-- Begin --

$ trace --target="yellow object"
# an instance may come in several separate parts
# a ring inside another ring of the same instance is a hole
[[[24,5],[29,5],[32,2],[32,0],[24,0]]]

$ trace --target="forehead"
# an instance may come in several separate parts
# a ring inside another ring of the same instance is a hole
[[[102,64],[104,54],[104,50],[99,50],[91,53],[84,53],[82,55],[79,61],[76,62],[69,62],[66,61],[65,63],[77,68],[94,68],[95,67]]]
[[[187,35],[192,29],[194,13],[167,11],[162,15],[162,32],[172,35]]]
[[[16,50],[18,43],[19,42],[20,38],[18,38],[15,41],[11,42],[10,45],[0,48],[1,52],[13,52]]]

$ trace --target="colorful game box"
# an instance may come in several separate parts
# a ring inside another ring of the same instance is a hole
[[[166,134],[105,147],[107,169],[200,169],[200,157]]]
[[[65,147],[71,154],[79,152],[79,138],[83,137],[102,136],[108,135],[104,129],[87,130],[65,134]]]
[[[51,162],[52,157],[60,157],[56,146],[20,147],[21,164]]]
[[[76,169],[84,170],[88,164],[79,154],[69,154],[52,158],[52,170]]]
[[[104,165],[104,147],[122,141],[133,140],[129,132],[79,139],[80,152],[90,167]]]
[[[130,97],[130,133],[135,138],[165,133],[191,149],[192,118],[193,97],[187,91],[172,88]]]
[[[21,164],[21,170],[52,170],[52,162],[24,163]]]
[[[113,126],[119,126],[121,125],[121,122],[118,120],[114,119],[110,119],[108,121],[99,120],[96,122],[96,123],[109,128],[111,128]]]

-- End --

◆ **Task instructions**
Substitute "disjoint pieces" for each occurrence of "separate parts" in the entries above, and write all of the entries out again with nothing else altered.

◆ **Complete response**
$ trace --target="yellow object"
# an instance may come in several disjoint pieces
# a ring inside another ring of the same instance is a hole
[[[24,5],[29,5],[32,2],[32,0],[24,0]]]

$ trace --target="forehead"
# an instance may come in several disjoint pieces
# a ring inside another ring of the same instance is a hole
[[[102,64],[104,54],[104,50],[99,50],[91,53],[84,53],[82,55],[79,61],[76,62],[69,62],[66,61],[65,63],[77,68],[94,68],[95,67]]]
[[[187,35],[192,29],[194,13],[167,11],[162,15],[162,32],[172,35]]]
[[[16,50],[18,43],[19,42],[20,38],[18,38],[15,41],[11,42],[10,45],[0,48],[1,52],[13,52]]]

$ trace --target="colorful game box"
# an instance may come in several disjoint pieces
# a ring inside another ring of the same instance is a hole
[[[166,134],[105,147],[107,169],[200,169],[200,157]]]
[[[65,147],[71,154],[79,152],[79,138],[83,137],[102,136],[108,135],[104,129],[87,130],[65,134]]]
[[[51,162],[52,157],[60,157],[56,146],[20,147],[21,164]]]
[[[76,169],[84,170],[88,164],[79,154],[69,154],[52,158],[52,170]]]
[[[104,165],[104,147],[122,141],[133,140],[129,132],[79,139],[80,152],[90,167]]]
[[[130,97],[130,133],[135,138],[165,133],[191,149],[192,118],[193,97],[187,91],[172,88]]]
[[[21,164],[21,170],[52,170],[52,162],[24,163]]]
[[[113,126],[119,126],[121,125],[121,122],[118,120],[114,119],[110,119],[108,121],[99,120],[96,122],[96,123],[109,128],[111,128]]]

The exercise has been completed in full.